Referring expression data:
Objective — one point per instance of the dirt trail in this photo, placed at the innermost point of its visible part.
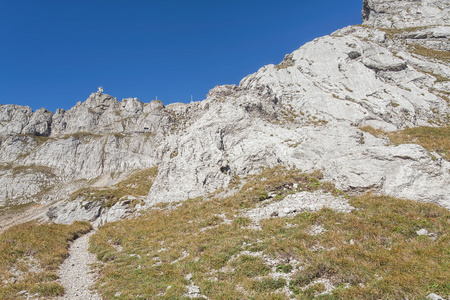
(75, 273)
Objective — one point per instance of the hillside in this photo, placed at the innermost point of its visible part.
(343, 148)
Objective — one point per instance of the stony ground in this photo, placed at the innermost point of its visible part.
(75, 273)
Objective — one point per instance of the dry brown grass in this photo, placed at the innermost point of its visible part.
(30, 255)
(206, 239)
(138, 184)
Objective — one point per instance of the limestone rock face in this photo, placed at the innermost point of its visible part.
(405, 13)
(306, 112)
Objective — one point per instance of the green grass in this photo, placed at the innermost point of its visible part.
(138, 184)
(387, 260)
(435, 139)
(30, 255)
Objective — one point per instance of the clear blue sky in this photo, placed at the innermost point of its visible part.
(54, 53)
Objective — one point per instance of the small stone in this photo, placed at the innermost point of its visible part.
(422, 231)
(434, 296)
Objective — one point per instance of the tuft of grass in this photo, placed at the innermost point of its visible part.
(138, 184)
(30, 255)
(372, 252)
(435, 139)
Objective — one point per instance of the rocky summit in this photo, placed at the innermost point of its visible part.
(317, 110)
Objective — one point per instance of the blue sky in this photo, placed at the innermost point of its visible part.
(54, 53)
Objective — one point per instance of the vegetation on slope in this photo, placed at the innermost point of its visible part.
(136, 185)
(210, 247)
(30, 255)
(435, 139)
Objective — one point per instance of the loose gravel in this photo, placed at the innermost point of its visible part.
(75, 273)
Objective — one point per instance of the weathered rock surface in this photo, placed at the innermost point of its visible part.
(390, 73)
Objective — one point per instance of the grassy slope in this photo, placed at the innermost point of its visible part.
(206, 239)
(30, 255)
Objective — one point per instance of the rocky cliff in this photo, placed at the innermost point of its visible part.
(390, 73)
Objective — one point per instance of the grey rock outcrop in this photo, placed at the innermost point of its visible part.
(405, 13)
(305, 112)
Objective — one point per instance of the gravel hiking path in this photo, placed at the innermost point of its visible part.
(75, 273)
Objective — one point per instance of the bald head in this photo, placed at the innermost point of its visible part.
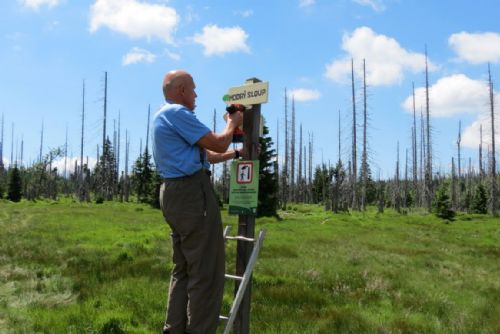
(173, 81)
(178, 86)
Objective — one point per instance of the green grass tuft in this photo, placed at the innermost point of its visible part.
(67, 267)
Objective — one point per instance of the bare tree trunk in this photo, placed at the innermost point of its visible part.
(459, 193)
(215, 131)
(397, 196)
(41, 142)
(428, 169)
(118, 146)
(65, 153)
(311, 150)
(299, 178)
(481, 170)
(105, 107)
(2, 167)
(81, 195)
(414, 148)
(453, 184)
(354, 202)
(493, 159)
(364, 156)
(126, 180)
(278, 173)
(405, 187)
(292, 155)
(285, 170)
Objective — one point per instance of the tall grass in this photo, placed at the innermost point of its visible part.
(84, 268)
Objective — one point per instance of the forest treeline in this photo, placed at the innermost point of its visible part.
(289, 177)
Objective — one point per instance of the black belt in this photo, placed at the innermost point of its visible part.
(203, 170)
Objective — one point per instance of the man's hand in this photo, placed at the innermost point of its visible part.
(244, 153)
(235, 119)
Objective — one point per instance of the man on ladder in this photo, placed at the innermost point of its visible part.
(183, 149)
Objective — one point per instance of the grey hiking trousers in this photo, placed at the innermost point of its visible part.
(190, 207)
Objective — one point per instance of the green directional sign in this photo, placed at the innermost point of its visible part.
(248, 94)
(244, 187)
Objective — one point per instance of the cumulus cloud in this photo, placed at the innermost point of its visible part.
(376, 5)
(471, 136)
(306, 3)
(217, 41)
(36, 4)
(172, 55)
(135, 19)
(244, 13)
(386, 60)
(138, 55)
(452, 95)
(303, 94)
(476, 48)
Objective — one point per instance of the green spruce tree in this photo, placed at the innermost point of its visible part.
(480, 200)
(144, 179)
(15, 185)
(268, 183)
(442, 203)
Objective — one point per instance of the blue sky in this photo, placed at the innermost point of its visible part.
(50, 46)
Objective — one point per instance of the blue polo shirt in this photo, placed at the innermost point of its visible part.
(175, 133)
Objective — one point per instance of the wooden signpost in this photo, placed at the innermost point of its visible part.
(252, 94)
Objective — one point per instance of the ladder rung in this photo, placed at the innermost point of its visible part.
(237, 278)
(241, 238)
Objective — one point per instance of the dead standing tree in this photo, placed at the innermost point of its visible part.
(459, 192)
(364, 155)
(414, 148)
(428, 166)
(284, 174)
(354, 171)
(292, 155)
(493, 160)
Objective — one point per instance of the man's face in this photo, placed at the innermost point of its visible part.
(188, 94)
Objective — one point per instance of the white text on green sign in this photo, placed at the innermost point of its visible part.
(255, 93)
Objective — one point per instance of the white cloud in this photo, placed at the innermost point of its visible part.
(172, 55)
(376, 5)
(306, 3)
(476, 48)
(138, 55)
(386, 60)
(217, 41)
(303, 94)
(36, 4)
(471, 136)
(135, 19)
(452, 95)
(244, 13)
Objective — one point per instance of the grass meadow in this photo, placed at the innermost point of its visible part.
(67, 267)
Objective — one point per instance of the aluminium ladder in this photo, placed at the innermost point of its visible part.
(245, 279)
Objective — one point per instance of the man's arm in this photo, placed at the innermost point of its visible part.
(214, 157)
(219, 142)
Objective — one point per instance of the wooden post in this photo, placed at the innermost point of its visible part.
(246, 223)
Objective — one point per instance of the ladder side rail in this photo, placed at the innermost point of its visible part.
(244, 282)
(227, 230)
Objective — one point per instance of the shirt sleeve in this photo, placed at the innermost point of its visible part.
(188, 126)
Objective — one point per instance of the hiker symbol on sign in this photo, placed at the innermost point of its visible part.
(244, 172)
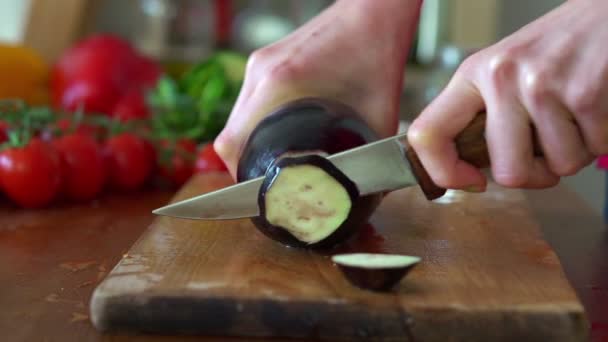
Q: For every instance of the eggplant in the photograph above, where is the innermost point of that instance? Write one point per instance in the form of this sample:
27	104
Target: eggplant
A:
375	271
288	148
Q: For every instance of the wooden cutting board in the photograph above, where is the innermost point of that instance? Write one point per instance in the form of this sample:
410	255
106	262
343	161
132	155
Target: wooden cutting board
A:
486	275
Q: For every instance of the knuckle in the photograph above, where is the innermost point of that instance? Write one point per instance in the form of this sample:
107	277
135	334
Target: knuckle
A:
537	85
567	167
599	147
285	71
584	100
511	178
501	67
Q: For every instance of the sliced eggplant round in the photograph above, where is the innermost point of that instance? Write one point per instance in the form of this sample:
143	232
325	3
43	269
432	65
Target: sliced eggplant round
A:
287	147
307	201
373	271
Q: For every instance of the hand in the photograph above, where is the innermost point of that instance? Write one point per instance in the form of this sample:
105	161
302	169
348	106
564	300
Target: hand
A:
552	74
350	52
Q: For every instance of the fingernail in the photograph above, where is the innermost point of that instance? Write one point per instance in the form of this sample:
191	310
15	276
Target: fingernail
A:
475	188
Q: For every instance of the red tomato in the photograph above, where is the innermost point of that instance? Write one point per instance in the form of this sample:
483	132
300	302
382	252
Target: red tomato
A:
90	95
83	168
180	167
131	106
62	126
3	132
128	161
208	160
95	73
31	175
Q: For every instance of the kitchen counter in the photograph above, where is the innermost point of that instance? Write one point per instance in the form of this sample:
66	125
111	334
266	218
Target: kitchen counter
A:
51	260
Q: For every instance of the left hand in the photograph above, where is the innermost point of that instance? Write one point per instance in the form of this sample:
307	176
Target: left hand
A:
552	74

*Your instructions*. Find the string "fingernail" in the entries above. Copy each line where it occurs.

*Expected answer*.
Q: For every instance of the fingernail in the photograph above, where is the innermost point of that instance? Write one point per instance in the form of this sample:
Target: fingernail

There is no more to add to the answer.